■ Quoted passage
[Start of section]
Monosomy 7 (−7) was the most commonly observed ACA (29%, N =12) and was the only ACA in 8 cases. The second most common abnormality was derivative chromosome 22 (N = 9). There were 6 cases of hyperdiploidy (> 50 chromosomes) in the ACA cohort. The most common trisomies were 6, 8 and 21, seen in 5, 8 and 5 cases, respectively. Most trisomies were part of other additional cytogenetic abnormalities. Excluding cases with −7, there were 8 cases that met the definition of monosomal karyotype (2 autosomal monosomies or 1 monosomy combined with structural aberration). There was one case of concurrent occurrence of mixed myeloid leukemia (MLL) and Ph+ rearrangements. Cytogenetic abnormalities are summarized in Table 1. There was no difference in median age (p=0.08), median initial WBC (p=0.99), disease status at the time of transplant (p=0.58), or post-HCT TKI maintenance therapy (p=0.93), between the isolated Ph-chromosome and ACA cohorts. However, more patients with Philadelphia-chromosome alone had minimal residual disease (MRD) positivity (based on BCR/ABL by PCR) prior to HCT compared to patients with ACA (p=0.0088), as seen in Table 1. The median follow-up for surviving patients from the time of transplant was 43 months (range: 4.1–133 months) and 47 months (range: 3.2–123 months) for isolated t(9;22) and ACA cohorts, respectively. Five (14%) patients relapsed in the isolated t(9;22) group and eight (20%) relapsed in the ACA group. One-year non-relapse mortality (NRM) for the whole cohort was 20%. The 3-year OS of 45.6% (95% CI: 28.2–61.5) in the ACA group was significantly worse than the 83% (95% CI: 65.9–92.0) seen in the isolated Ph chromosome group (p =0.02). Likewise, the 3-year LFS of 39.5% (95% CI: 23.3–55.3) for ACA was significantly worse than the 79.8% (95% CI: 62.2–89.9) in the isolated Ph+ group (p=0.01) (Figure 1). No multivariate analysis was performed given the small study size and the fact that no significant differences in OS or LFS were seen in univariate analysis other than the presence of ACA. The 3-year OS and LFS for the 51 Ph+ patients excluded from the analysis were 53.9% and 38.6%, respectively.
[End of section]
■ Task set
1. According to the transplant outcomes passage, what was the most commonly observed additional cytogenetic abnormality?
2. Carry on the transplant outcomes passage, starting after its last sentence.

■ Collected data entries
[Start of section]
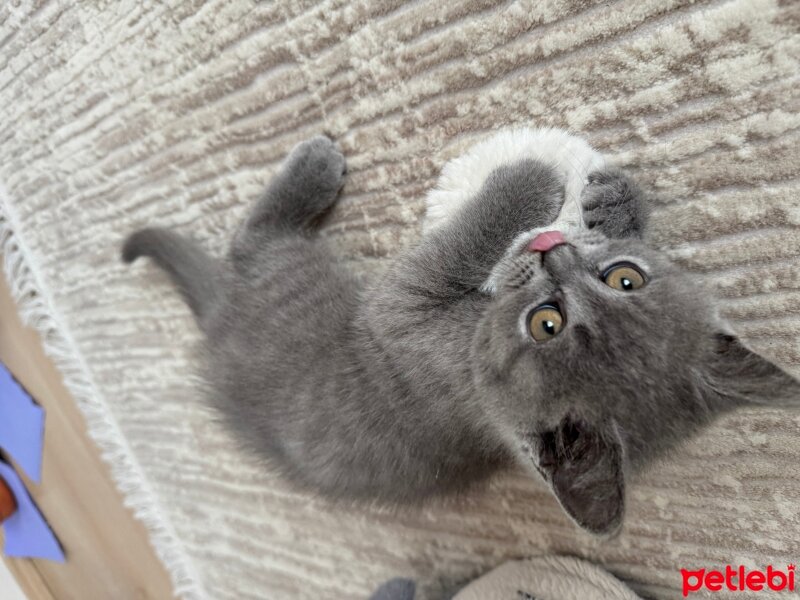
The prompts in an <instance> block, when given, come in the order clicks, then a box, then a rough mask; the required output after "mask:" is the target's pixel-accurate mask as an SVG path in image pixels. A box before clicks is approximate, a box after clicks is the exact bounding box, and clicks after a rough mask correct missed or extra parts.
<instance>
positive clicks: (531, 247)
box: [528, 231, 567, 253]
mask: <svg viewBox="0 0 800 600" xmlns="http://www.w3.org/2000/svg"><path fill="white" fill-rule="evenodd" d="M566 243H567V240H565V239H564V235H563V234H562V233H561V232H560V231H543V232H542V233H540V234H539V235H537V236H536V237H535V238H533V239H532V240H531V241H530V242H529V243H528V252H542V253H544V252H549V251H550V250H552V249H553V248H555V247H556V246H560V245H561V244H566Z"/></svg>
[End of section]
■ Answers to the exercises
1. Monosomy 7 (−7), seen in 29% of the cohort (12 cases).

2.
Since monosomy 7 was the most common ACA, we examined its impact on HCT outcomes by splitting the Ph+ cohort into three subgroups: isolated Ph chromosome, Ph+ with − 7, and Ph+ with other ACA. Both 3-year OS and LFS were inferior in patients with Ph+ and other ACA (non-7) compared to isolated Ph+ and Ph+ with −7 cohorts (Figure 2). Three-year OS for Ph+ (other ACA) was 39.7% (95%CI: 20.3–58.6) vs. 83.0% (95%CI: 65.9–92.0) for Ph+ (alone) vs. 59.7% (95%CI: 24.1–82.9) for Ph+ (with −7), (p=0.01). Three-year LFS was 30.2% (95%CI: 13.3–49.0) for Ph+ (other ACA) vs. 79.8% (95%CI: 62.2–89.9) for Ph+ (alone) vs. 60.6% (95%CI: 25.8–83.1) Ph+ (with −7), (p=0.001)
Discussion
Our study is unique in that it examines the impact of ACA in Ph+ patients treated with TKIs and consolidated with alloHCT, and therefore, it is relevant to contemporary management of Ph+ALL compared to previous reports examining this issue [5, 9].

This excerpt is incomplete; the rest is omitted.